Tasks to perform »
#1 Answer these questions about the post on women and money:
(a) What position does Elizabeth Duke hold?
(b) According to one recent market survey, what percentage of food purchases do women make?
(c) What is Myth 2?
#2 Duplicate everything in the post on women and money from "One recent market" down to "emotional about money.".

Economic Perspectives with Hopeton Hay on KAZI 88.7 FM in Austin, TX

Financial Myths Concerning Women and Money

Posted by Hopeton on May 4, 2010

The following post was excerpted from remarks given by Elizabeth  Duke, a member of the Federal Reserve System Board of Governors, on May 1 at the Consumer Credit Counseling Services of Delaware Valley Financially Hers Program, Philadelphia, Pennsylvania

Elizabeth Duke

Myth 1: Women focus on nonfinancial household roles while men deal with the finances.

This myth is based on the notion of a division of household responsibilities that assumes women have no role in important financial decisions. In truth, women have long had substantial responsibility for family finances. Marketing polls and survey data indicate that American women have a large role in consumption decisions undertaken by the typical household in today’s consumer markets. As household managers, women supervise the budget for and purchase of many of the highest-cost items consumed by American families. These items include food, clothing, child care, eldercare, health care, transportation, family communication networks (including cell phone and computer purchases), vacations, and, finally, financial services and products.

One recent market survey reports that women account for 80 percent of all consumer purchasing decisions, making 93 percent of food purchases and 65 percent of auto purchases, for example.6 Because women engage in more of the family shopping, they are more consistently aware of price changes and inflation. Women running households know just what it takes to make the budget stretch and how to navigate changing market prices, and they are engaged in more financial and consumer decisionmaking than at any other time in our social history.

Myth 2: Women are emotional about money.

Provided data »
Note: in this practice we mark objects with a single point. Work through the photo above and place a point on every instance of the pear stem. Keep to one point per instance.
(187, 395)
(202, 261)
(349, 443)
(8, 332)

Problem solutions »
#1
(a) She is a member of the Federal Reserve System Board of Governors.
(b) 93 percent.
(c) Women are emotional about money.

#2
One recent market survey reports that women account for 80 percent of all consumer purchasing decisions, making 93 percent of food purchases and 65 percent of auto purchases, for example.6 Because women engage in more of the family shopping, they are more consistently aware of price changes and inflation. Women running households know just what it takes to make the budget stretch and how to navigate changing market prices, and they are engaged in more financial and consumer decisionmaking than at any other time in our social history.

Myth 2: Women are emotional about money.